#### [Exercise requirements]
Write out each line exactly, starting with the one containing "x=162, y=259" and stopping after the last line of the listing below.

::::

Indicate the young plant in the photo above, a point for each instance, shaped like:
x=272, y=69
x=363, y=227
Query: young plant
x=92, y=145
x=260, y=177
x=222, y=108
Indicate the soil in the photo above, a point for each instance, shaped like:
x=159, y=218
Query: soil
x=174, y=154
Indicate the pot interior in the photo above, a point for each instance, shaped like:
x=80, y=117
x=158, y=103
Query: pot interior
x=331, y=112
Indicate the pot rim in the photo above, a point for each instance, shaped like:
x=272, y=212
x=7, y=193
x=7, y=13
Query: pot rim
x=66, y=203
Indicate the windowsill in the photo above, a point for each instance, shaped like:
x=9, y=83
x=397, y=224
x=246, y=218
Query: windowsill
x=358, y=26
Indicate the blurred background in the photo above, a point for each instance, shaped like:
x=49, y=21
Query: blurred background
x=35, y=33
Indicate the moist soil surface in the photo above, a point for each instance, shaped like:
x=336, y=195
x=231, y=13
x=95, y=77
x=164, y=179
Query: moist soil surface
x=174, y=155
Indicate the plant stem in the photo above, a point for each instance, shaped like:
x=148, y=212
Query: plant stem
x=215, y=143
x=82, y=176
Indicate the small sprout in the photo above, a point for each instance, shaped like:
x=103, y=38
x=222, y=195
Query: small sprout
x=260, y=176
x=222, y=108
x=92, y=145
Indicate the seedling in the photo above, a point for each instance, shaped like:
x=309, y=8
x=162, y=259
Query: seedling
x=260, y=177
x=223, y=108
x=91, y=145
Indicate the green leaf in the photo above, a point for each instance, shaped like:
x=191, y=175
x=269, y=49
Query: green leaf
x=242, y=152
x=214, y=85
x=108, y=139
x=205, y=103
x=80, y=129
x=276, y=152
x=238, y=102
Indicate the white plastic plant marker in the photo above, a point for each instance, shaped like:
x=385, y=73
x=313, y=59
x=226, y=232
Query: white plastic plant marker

::::

#### [Result]
x=162, y=259
Query: seedling
x=260, y=177
x=223, y=108
x=91, y=145
Indicate the green leaf in the photo above, a point for each instance, shaped like:
x=191, y=175
x=269, y=49
Query: green leaf
x=242, y=152
x=214, y=85
x=108, y=139
x=205, y=103
x=80, y=129
x=276, y=152
x=238, y=102
Indicate the white plastic plant marker in the photo above, a point for each instance, shaped like:
x=385, y=73
x=313, y=59
x=226, y=232
Query: white plastic plant marker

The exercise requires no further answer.